__AIM__. Report how many lines of the data contain the string "utility", with case counting. Give only the number.

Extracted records
+-------+
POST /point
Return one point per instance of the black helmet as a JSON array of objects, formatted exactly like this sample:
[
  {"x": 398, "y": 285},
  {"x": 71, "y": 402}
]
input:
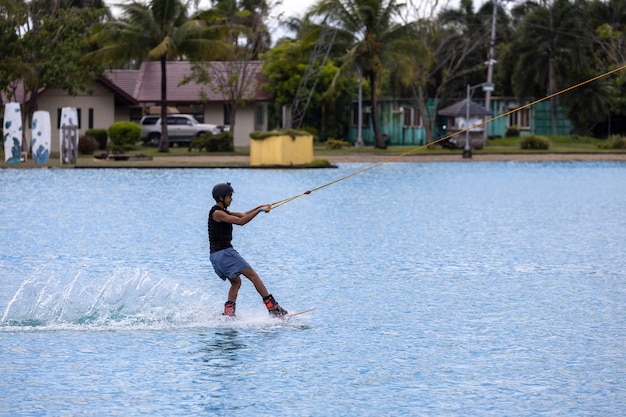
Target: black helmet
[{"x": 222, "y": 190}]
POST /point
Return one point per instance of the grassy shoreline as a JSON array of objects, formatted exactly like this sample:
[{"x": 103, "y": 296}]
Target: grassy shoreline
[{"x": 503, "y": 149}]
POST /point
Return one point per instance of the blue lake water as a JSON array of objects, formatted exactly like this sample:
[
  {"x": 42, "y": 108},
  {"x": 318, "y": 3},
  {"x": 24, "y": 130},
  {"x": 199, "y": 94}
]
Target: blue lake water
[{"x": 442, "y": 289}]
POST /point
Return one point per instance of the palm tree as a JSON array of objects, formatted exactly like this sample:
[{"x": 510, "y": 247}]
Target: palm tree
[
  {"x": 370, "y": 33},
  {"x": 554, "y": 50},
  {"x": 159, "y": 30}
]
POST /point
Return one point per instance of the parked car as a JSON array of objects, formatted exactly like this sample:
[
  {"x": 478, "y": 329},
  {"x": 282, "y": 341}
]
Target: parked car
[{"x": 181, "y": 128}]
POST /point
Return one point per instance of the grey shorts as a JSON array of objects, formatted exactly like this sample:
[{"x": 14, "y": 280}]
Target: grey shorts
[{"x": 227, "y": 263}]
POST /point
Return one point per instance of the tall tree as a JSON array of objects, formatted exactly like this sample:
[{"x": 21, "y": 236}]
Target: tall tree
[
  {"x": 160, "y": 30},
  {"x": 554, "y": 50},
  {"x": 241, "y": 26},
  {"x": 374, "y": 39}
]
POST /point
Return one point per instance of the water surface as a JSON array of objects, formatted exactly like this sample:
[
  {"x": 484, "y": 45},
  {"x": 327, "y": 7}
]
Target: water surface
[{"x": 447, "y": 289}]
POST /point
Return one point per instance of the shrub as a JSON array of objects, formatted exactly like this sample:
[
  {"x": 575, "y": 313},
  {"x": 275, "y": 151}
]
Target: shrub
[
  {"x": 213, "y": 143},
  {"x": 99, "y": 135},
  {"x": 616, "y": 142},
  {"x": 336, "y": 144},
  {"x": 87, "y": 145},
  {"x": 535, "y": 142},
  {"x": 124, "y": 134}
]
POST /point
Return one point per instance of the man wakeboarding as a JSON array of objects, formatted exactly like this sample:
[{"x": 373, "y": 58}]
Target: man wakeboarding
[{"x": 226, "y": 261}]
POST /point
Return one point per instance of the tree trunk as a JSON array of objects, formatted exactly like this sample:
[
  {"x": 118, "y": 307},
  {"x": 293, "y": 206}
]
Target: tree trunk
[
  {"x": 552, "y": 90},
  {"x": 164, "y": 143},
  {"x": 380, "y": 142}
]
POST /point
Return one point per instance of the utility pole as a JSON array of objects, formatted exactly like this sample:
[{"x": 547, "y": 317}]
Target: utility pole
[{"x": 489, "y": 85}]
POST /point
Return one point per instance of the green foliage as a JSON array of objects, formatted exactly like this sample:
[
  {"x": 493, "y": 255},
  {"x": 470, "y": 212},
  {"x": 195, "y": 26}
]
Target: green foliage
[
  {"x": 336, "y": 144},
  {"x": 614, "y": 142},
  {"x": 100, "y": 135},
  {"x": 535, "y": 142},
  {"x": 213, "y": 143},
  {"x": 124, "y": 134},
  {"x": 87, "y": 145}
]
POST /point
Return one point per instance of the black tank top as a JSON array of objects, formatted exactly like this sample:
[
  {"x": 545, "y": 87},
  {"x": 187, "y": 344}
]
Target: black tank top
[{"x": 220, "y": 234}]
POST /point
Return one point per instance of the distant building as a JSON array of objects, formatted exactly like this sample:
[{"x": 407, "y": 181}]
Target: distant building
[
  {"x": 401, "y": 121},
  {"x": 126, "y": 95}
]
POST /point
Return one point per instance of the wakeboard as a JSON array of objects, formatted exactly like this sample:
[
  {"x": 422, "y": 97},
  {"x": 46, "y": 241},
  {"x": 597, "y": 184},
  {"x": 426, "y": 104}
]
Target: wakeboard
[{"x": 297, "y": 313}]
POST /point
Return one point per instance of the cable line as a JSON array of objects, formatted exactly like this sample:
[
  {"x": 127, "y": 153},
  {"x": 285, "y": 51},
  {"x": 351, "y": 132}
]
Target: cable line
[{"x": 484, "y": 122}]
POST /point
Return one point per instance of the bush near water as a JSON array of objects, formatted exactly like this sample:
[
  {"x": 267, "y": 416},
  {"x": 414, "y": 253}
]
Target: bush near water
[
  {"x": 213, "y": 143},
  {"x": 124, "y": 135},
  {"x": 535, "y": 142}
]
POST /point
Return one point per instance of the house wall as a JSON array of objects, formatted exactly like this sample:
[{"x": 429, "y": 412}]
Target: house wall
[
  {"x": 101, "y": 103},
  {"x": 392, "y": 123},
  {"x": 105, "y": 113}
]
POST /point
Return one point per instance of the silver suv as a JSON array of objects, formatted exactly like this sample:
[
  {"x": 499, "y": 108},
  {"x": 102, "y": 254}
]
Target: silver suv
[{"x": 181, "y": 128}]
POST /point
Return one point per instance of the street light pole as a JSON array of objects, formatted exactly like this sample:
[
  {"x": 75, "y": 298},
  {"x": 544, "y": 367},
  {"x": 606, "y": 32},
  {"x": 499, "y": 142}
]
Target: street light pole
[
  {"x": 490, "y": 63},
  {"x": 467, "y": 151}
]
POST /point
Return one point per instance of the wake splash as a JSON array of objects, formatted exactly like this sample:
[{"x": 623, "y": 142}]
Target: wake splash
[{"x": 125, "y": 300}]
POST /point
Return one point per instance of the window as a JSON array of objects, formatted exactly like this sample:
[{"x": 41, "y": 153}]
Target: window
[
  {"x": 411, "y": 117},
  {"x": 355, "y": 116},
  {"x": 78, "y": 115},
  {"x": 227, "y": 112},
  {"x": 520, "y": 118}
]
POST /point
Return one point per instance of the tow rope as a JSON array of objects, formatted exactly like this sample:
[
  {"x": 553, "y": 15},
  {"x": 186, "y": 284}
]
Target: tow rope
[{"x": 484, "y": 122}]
+-------+
__COMPLETE ANSWER__. 2